Exercise description: Arrange the material, starting at its beginning and ending at the line containing "[92,76,112,82]", as a two-column CSV with the columns input and output, placing each text and its answer in one row and each value in a single quoted field with line breaks replaced by spaces. Leave the pictures out.

Source material:
........

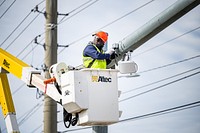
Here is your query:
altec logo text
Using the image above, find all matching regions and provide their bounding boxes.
[92,76,112,82]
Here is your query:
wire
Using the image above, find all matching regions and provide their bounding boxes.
[118,101,200,123]
[59,0,154,54]
[0,10,33,46]
[122,67,200,94]
[0,0,16,19]
[58,0,91,25]
[132,26,200,57]
[59,101,200,133]
[119,71,200,102]
[0,0,6,7]
[57,0,99,26]
[59,101,200,133]
[138,55,200,74]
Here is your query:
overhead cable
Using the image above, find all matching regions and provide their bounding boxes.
[57,0,99,26]
[0,10,33,46]
[5,8,44,50]
[118,101,200,123]
[59,101,200,133]
[58,0,91,25]
[138,55,200,74]
[132,26,200,57]
[122,67,200,94]
[119,71,200,102]
[0,0,6,7]
[59,0,154,54]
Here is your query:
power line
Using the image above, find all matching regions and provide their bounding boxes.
[0,10,33,46]
[58,0,91,25]
[119,71,200,102]
[59,0,154,54]
[0,0,16,19]
[57,0,99,26]
[5,8,44,50]
[122,67,200,94]
[59,101,200,133]
[18,0,98,64]
[0,0,6,7]
[138,55,200,74]
[118,101,200,123]
[133,26,200,57]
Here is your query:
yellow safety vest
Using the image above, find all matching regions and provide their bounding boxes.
[83,44,106,69]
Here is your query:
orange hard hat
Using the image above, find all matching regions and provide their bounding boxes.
[94,31,108,43]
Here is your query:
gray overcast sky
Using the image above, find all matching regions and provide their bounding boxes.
[0,0,200,133]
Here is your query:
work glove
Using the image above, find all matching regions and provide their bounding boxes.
[110,52,116,60]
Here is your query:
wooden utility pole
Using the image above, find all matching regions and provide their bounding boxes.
[44,0,57,133]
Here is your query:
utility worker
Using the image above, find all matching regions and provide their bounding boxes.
[83,31,115,69]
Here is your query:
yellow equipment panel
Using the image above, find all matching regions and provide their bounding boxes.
[0,73,15,117]
[0,48,29,79]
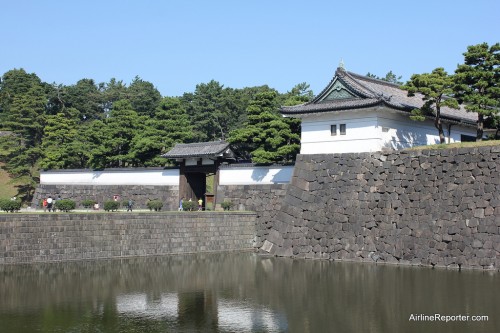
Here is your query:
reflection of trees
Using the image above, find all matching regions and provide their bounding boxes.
[0,253,500,332]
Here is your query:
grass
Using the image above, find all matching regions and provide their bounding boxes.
[0,163,18,198]
[404,140,500,150]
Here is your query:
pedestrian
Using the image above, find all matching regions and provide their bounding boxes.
[47,195,54,213]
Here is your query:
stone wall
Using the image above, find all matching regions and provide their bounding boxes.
[262,146,500,270]
[217,184,288,247]
[32,184,179,210]
[0,212,255,264]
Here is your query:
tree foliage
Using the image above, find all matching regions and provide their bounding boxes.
[229,91,300,164]
[402,67,458,143]
[455,43,500,141]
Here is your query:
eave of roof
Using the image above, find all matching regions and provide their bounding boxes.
[161,141,229,158]
[280,68,477,126]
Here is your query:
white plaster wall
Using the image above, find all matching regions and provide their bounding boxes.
[300,108,475,154]
[40,169,179,186]
[378,113,476,149]
[300,112,382,154]
[219,166,293,185]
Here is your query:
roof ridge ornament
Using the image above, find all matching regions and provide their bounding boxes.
[339,58,345,71]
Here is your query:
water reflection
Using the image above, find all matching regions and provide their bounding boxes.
[0,253,500,332]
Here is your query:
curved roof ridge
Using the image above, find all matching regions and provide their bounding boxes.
[346,71,401,89]
[337,68,381,98]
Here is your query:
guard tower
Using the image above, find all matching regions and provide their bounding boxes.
[162,141,235,208]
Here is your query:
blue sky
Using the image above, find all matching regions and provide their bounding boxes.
[0,0,500,96]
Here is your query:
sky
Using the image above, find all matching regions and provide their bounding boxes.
[0,0,500,96]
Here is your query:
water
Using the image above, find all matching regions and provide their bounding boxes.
[0,253,500,333]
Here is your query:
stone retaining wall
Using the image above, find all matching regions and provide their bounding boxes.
[32,184,179,210]
[0,212,255,264]
[217,184,288,247]
[262,146,500,270]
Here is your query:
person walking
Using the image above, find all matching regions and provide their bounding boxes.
[47,195,54,213]
[127,199,134,212]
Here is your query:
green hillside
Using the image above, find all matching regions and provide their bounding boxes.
[0,164,17,198]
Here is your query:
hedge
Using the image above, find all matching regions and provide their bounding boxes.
[0,199,21,213]
[54,199,76,212]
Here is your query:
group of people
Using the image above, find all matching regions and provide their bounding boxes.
[42,195,61,212]
[43,195,203,212]
[179,197,203,211]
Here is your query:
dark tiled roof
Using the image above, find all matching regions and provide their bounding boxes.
[162,141,229,158]
[281,68,477,126]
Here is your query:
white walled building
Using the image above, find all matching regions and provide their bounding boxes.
[281,68,477,154]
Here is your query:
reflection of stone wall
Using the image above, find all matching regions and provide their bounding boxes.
[262,146,500,269]
[0,212,255,264]
[217,184,288,247]
[32,184,179,210]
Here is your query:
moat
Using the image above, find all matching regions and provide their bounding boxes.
[0,252,500,333]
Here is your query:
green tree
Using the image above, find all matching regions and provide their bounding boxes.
[229,91,300,164]
[101,78,127,115]
[81,120,112,169]
[0,68,42,122]
[283,82,314,106]
[131,97,193,166]
[127,76,161,117]
[40,109,84,169]
[182,80,241,142]
[0,70,47,201]
[103,100,140,167]
[401,67,458,143]
[455,43,500,141]
[62,79,104,121]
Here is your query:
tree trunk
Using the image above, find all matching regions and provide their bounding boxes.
[476,113,484,142]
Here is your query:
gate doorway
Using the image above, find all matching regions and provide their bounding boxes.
[162,141,234,210]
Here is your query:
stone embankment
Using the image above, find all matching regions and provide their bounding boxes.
[217,184,288,248]
[260,146,500,270]
[0,212,255,264]
[32,184,179,210]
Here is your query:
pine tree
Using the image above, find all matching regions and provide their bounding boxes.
[454,43,500,141]
[229,91,300,164]
[401,68,458,143]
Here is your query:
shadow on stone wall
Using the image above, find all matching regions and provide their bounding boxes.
[261,146,500,270]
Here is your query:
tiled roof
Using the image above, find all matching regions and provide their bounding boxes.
[281,68,477,126]
[162,141,229,158]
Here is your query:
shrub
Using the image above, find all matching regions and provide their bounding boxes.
[0,199,21,213]
[82,199,97,209]
[182,201,197,211]
[54,199,76,212]
[104,201,120,212]
[147,200,163,212]
[220,201,234,210]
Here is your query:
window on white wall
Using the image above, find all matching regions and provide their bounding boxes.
[330,125,337,136]
[340,124,346,135]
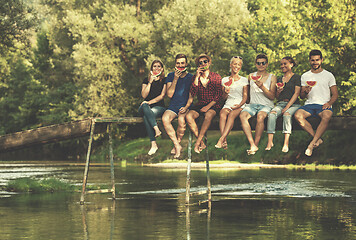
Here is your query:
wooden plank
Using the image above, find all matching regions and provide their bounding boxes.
[0,119,91,151]
[0,116,356,152]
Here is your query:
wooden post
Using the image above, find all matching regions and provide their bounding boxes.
[107,123,116,200]
[80,119,95,205]
[185,130,192,205]
[204,133,211,202]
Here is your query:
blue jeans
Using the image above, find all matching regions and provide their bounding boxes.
[267,101,300,134]
[138,103,166,142]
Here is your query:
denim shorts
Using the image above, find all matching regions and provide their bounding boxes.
[299,104,333,116]
[242,103,272,117]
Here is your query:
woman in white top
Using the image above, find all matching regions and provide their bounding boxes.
[215,56,248,149]
[240,54,277,155]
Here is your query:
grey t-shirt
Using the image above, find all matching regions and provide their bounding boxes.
[277,74,301,104]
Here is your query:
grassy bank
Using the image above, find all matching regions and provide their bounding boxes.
[92,131,356,166]
[0,177,118,193]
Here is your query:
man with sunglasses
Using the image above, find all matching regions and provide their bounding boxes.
[240,54,277,155]
[294,50,338,157]
[162,54,193,158]
[183,54,223,153]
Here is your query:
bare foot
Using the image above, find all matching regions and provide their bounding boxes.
[174,145,182,158]
[148,147,158,156]
[282,145,289,152]
[265,143,274,151]
[199,141,206,152]
[215,139,223,148]
[194,144,200,153]
[305,145,314,157]
[247,147,258,155]
[155,129,162,137]
[314,138,324,148]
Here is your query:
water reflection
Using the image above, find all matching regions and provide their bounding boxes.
[0,164,356,240]
[80,200,116,240]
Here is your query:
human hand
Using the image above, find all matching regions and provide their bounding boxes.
[200,106,210,112]
[304,86,312,94]
[179,107,188,114]
[174,68,182,80]
[322,102,331,110]
[224,86,230,93]
[231,104,240,110]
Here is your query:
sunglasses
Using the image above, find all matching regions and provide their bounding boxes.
[256,62,267,66]
[199,60,209,65]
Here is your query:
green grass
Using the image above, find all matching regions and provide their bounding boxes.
[3,178,118,194]
[5,178,75,192]
[92,131,356,166]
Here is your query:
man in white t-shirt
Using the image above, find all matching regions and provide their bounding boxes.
[294,50,338,156]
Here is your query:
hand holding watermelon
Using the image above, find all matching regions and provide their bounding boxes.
[224,77,234,88]
[250,74,262,82]
[175,67,187,73]
[151,71,162,80]
[306,80,316,87]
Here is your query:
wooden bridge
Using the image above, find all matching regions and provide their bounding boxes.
[0,116,356,152]
[0,116,356,204]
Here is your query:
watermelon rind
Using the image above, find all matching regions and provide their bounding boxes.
[175,67,187,72]
[151,71,162,77]
[250,75,262,81]
[306,81,316,87]
[224,78,232,87]
[276,82,284,87]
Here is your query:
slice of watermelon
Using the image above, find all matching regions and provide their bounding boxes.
[224,77,233,87]
[175,67,187,72]
[306,80,316,87]
[276,82,284,88]
[250,75,262,81]
[201,65,208,70]
[151,71,162,77]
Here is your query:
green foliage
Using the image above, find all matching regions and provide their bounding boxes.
[0,0,356,145]
[0,0,35,50]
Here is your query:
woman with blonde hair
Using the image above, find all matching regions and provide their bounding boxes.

........

Response for this exercise:
input,output
"Here is your query: altec logo text Using the image above, find all matching regions and provide their bounding boxes.","[92,76,112,82]"